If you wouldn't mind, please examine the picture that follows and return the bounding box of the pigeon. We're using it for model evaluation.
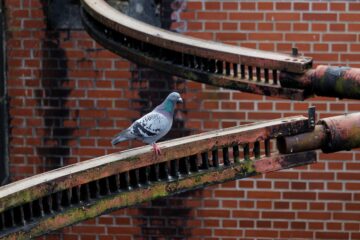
[111,92,183,156]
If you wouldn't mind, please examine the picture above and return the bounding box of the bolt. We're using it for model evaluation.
[291,48,299,57]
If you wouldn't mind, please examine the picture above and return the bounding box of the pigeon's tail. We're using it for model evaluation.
[111,133,129,145]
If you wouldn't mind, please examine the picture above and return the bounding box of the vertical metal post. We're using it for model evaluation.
[0,0,9,185]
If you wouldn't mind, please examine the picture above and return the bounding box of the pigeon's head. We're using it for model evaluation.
[157,92,183,113]
[166,92,183,103]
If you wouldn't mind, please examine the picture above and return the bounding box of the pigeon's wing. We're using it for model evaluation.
[130,111,172,143]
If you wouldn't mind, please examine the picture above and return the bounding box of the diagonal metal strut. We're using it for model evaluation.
[0,116,316,239]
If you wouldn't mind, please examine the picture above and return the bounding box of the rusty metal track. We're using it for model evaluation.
[280,65,360,99]
[0,116,316,239]
[277,113,360,153]
[82,0,312,100]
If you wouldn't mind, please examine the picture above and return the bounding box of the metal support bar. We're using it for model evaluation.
[277,113,360,154]
[0,116,316,239]
[280,65,360,99]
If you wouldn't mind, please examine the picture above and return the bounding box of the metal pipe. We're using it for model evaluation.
[277,113,360,154]
[280,65,360,99]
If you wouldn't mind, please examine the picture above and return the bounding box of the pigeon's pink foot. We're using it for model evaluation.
[152,143,161,156]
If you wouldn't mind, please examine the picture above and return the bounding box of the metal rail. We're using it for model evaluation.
[81,0,312,100]
[278,113,360,154]
[81,0,360,100]
[0,116,316,239]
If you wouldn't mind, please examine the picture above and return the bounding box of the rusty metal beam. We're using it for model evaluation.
[280,65,360,99]
[81,0,312,100]
[277,113,360,154]
[0,117,316,239]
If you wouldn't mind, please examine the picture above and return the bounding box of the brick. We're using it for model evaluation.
[285,33,320,42]
[214,229,243,237]
[205,2,220,10]
[256,221,271,228]
[257,2,274,10]
[229,12,264,21]
[261,211,295,219]
[222,2,239,11]
[215,32,246,41]
[247,191,280,199]
[303,13,341,21]
[294,2,310,11]
[248,33,283,41]
[197,12,227,20]
[275,2,291,10]
[340,13,360,22]
[215,189,244,198]
[297,211,331,220]
[311,2,329,11]
[232,210,260,218]
[197,209,230,218]
[283,192,316,200]
[245,230,278,238]
[315,232,349,239]
[323,34,356,42]
[280,230,314,239]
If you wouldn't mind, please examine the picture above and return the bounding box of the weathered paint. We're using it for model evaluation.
[277,113,360,153]
[0,152,316,240]
[280,65,360,99]
[81,0,312,73]
[83,8,305,100]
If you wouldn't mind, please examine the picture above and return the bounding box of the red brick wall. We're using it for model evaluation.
[5,0,360,240]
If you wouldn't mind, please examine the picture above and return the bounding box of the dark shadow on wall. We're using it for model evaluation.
[35,0,78,171]
[122,0,202,240]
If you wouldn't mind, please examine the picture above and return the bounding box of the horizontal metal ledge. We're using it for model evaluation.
[0,151,316,240]
[81,0,312,73]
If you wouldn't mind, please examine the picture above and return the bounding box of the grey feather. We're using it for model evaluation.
[111,93,182,145]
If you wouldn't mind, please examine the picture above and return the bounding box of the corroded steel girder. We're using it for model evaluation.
[81,0,360,100]
[81,0,312,100]
[0,116,316,239]
[280,65,360,99]
[278,113,360,153]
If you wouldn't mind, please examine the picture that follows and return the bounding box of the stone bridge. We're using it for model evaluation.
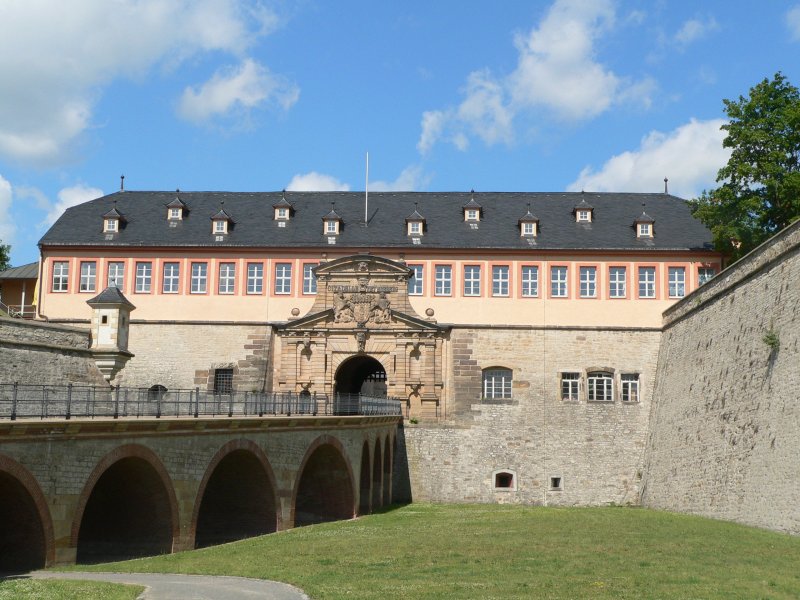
[0,415,405,571]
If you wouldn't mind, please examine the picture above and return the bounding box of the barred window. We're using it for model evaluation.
[621,373,639,402]
[483,368,512,398]
[561,373,581,401]
[587,372,614,402]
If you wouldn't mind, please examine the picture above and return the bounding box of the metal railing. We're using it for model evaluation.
[0,383,402,421]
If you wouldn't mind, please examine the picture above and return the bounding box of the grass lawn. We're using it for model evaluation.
[67,504,800,600]
[0,579,144,600]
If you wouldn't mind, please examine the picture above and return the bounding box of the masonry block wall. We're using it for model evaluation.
[0,317,108,386]
[642,222,800,534]
[405,328,660,506]
[112,320,272,391]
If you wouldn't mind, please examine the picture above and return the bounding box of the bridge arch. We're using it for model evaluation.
[292,435,356,527]
[0,455,55,573]
[192,439,280,548]
[71,444,180,563]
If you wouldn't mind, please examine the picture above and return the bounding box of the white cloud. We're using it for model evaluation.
[417,0,655,154]
[178,59,300,122]
[0,0,290,163]
[786,4,800,42]
[42,183,103,227]
[286,171,350,192]
[673,17,719,46]
[567,119,730,198]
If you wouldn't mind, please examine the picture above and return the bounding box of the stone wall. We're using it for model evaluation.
[405,328,660,506]
[0,317,108,386]
[642,223,800,533]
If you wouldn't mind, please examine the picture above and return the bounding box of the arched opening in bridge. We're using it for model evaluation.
[372,438,383,510]
[0,471,47,573]
[294,444,353,527]
[358,442,371,515]
[77,457,172,563]
[194,450,278,548]
[336,355,386,397]
[383,437,392,506]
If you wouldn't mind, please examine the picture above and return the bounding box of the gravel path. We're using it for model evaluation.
[30,571,308,600]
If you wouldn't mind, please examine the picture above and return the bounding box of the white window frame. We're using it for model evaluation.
[586,371,614,402]
[189,262,208,294]
[161,262,181,294]
[433,265,453,296]
[578,266,597,298]
[608,267,628,298]
[135,261,153,294]
[482,367,514,400]
[464,265,481,298]
[620,373,641,404]
[408,265,425,296]
[247,263,264,294]
[492,265,510,297]
[638,267,656,298]
[303,263,319,295]
[78,260,97,292]
[217,262,236,295]
[561,371,581,402]
[550,265,569,298]
[520,265,539,298]
[667,267,686,298]
[275,262,292,296]
[106,260,125,290]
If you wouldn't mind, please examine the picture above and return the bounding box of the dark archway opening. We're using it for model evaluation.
[358,442,371,515]
[294,444,353,527]
[77,457,172,563]
[194,450,278,548]
[0,472,47,573]
[372,439,383,511]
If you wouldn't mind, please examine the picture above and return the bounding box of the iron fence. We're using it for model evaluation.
[0,383,402,421]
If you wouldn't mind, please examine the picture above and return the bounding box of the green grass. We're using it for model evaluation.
[0,579,144,600]
[69,504,800,600]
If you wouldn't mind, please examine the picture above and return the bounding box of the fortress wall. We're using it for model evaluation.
[642,222,800,533]
[404,328,660,506]
[0,317,107,386]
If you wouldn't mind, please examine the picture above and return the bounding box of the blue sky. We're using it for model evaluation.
[0,0,800,265]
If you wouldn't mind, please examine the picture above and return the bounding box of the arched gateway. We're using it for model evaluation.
[274,255,446,413]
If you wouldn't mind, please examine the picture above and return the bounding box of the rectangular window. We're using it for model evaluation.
[161,263,181,294]
[667,267,686,298]
[697,267,717,285]
[217,263,236,294]
[464,265,481,296]
[522,266,539,298]
[408,265,423,296]
[80,262,97,292]
[303,263,317,294]
[108,262,125,289]
[621,373,639,402]
[580,267,597,298]
[136,262,153,294]
[191,263,208,294]
[275,263,292,294]
[550,267,567,298]
[588,373,614,402]
[561,373,581,401]
[608,267,628,298]
[53,261,69,292]
[639,267,656,298]
[492,265,508,296]
[434,265,453,296]
[247,263,264,294]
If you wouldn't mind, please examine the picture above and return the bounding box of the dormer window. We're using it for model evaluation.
[322,202,342,237]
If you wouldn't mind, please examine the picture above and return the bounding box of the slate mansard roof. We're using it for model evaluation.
[39,191,712,251]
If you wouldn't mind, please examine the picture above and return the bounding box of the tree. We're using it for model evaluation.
[691,72,800,260]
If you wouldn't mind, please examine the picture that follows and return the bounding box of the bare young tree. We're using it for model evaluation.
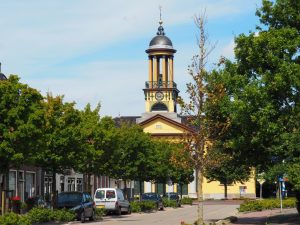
[179,12,215,224]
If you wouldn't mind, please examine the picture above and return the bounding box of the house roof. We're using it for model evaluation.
[140,114,194,132]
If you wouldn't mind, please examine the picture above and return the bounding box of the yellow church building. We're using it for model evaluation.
[120,21,256,199]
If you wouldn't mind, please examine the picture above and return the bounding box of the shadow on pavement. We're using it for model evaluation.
[268,213,300,224]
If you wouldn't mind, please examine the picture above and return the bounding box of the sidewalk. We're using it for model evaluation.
[232,208,300,225]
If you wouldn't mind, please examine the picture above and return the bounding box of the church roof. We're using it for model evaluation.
[146,21,176,53]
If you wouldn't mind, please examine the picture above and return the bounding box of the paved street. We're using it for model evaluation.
[67,201,238,225]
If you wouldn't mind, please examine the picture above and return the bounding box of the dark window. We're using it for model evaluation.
[134,181,144,195]
[151,102,168,111]
[177,184,188,195]
[96,190,105,199]
[156,183,164,195]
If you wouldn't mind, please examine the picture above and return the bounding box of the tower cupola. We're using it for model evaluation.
[143,19,179,113]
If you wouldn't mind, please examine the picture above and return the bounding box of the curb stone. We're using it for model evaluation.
[216,216,237,225]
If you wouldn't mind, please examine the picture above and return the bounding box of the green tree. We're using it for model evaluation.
[170,143,194,198]
[74,104,103,193]
[0,75,44,190]
[35,93,82,207]
[110,123,153,199]
[210,0,300,197]
[205,148,251,199]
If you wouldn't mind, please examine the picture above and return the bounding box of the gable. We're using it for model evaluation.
[142,118,185,135]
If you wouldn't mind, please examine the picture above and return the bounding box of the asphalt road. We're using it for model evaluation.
[69,201,239,225]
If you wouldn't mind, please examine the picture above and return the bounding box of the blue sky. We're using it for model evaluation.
[0,0,261,117]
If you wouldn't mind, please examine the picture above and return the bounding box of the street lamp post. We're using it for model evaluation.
[257,173,266,200]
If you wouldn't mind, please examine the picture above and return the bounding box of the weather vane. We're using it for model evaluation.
[158,5,162,25]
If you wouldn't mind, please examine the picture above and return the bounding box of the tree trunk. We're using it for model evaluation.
[87,174,92,195]
[197,169,204,225]
[180,184,183,199]
[51,170,57,209]
[224,181,228,200]
[139,181,142,201]
[123,180,128,199]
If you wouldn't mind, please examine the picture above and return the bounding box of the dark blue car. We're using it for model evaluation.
[57,192,95,223]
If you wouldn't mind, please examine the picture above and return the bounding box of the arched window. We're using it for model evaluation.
[151,102,168,112]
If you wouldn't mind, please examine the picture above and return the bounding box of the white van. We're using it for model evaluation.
[94,188,131,215]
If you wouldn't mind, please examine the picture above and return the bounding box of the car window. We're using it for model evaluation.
[85,193,91,202]
[142,194,158,200]
[95,190,105,199]
[106,190,116,199]
[117,189,124,200]
[58,193,82,204]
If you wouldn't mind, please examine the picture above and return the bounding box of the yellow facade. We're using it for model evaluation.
[137,19,256,199]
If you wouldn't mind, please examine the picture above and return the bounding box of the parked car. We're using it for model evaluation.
[141,192,164,210]
[25,195,47,210]
[164,192,181,207]
[94,188,131,215]
[57,192,95,223]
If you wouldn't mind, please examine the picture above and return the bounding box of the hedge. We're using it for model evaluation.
[239,198,296,212]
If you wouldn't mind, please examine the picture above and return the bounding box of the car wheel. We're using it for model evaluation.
[127,206,131,214]
[159,204,164,210]
[89,210,95,221]
[80,211,85,223]
[117,207,122,216]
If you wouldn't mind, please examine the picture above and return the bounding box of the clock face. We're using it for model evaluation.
[155,91,164,101]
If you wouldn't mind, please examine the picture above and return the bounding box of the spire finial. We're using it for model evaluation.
[158,5,163,25]
[156,6,165,35]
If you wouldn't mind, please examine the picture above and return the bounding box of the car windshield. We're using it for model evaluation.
[95,190,105,199]
[58,193,82,204]
[142,194,157,200]
[165,193,178,199]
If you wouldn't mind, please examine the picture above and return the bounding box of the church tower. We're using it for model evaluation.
[143,19,179,113]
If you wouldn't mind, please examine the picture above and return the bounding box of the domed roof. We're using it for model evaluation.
[0,72,7,80]
[147,21,175,51]
[149,35,173,48]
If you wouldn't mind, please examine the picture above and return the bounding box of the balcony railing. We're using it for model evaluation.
[145,81,177,89]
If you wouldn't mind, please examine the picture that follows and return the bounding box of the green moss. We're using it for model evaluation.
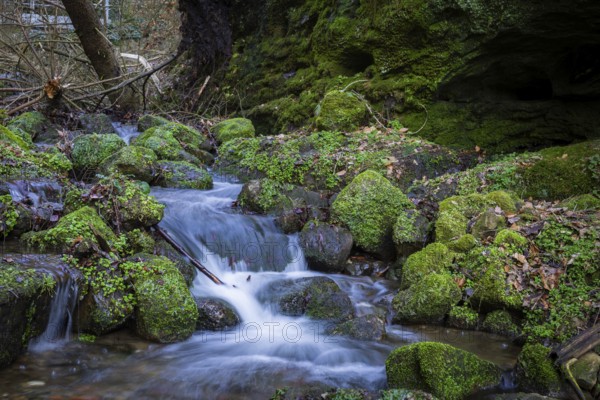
[331,171,414,252]
[0,125,32,150]
[22,207,117,252]
[485,190,517,213]
[101,146,158,182]
[448,233,479,253]
[385,342,501,400]
[71,133,125,175]
[523,141,600,200]
[517,343,561,393]
[494,229,528,249]
[8,111,48,141]
[134,256,198,343]
[435,210,469,244]
[315,90,368,131]
[212,118,255,144]
[482,310,520,336]
[402,243,454,288]
[448,306,479,329]
[392,273,462,323]
[0,194,19,237]
[156,160,213,190]
[560,194,600,211]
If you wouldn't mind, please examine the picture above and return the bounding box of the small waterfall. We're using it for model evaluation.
[112,122,140,145]
[29,271,79,352]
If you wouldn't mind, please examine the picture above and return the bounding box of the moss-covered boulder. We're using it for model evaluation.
[393,210,432,257]
[71,134,126,177]
[272,277,354,321]
[331,170,414,258]
[79,113,117,134]
[211,118,255,144]
[155,160,213,189]
[22,206,117,254]
[134,255,198,343]
[137,114,171,132]
[481,310,520,336]
[300,221,353,273]
[195,298,240,331]
[8,111,59,143]
[401,243,454,289]
[0,255,56,368]
[326,314,385,341]
[315,90,368,131]
[448,306,479,329]
[385,342,502,400]
[100,146,158,182]
[516,343,561,394]
[392,273,462,323]
[92,176,165,230]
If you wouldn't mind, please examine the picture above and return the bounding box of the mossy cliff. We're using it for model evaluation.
[182,0,600,152]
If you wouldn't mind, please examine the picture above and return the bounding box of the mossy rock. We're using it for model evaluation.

• • •

## Prompt
Recast the records between the line holding "facade. We're using it for model evaluation." and the line holding "[155,91,164,101]", inclusive, as a Markdown table with the columns Row and Line. Give each row a number and skip any blank lines.

## Complete response
| Row | Line |
|---|---|
| 1 | If you wouldn't mind, please examine the picture above and return the bounding box of the yellow facade. We're using it for model evaluation. |
| 2 | [137,19,256,199] |
| 3 | If you wouldn't mind, please examine the picture above and return the bounding box of the parked car. We're using it for model evaluation. |
| 4 | [141,192,164,210] |
| 5 | [25,195,47,210] |
| 6 | [164,192,181,207] |
| 7 | [94,188,131,215] |
| 8 | [57,192,95,223] |
| 9 | If you wouldn't mind, please examine the picture above and return the bounding box of the hedge. We're using it for model evaluation. |
| 10 | [239,198,296,212] |
| 11 | If you wouldn't mind, please examine the picture above and return the bounding box of the car wheel. We're using it for model evaluation. |
| 12 | [127,206,131,214] |
| 13 | [159,204,164,210] |
| 14 | [89,210,95,221] |
| 15 | [80,211,85,223] |
| 16 | [117,207,122,216] |
| 17 | If you wouldn't mind, please examine the picture above and return the bounding box of the clock face. We're using it for model evaluation. |
| 18 | [155,91,164,101] |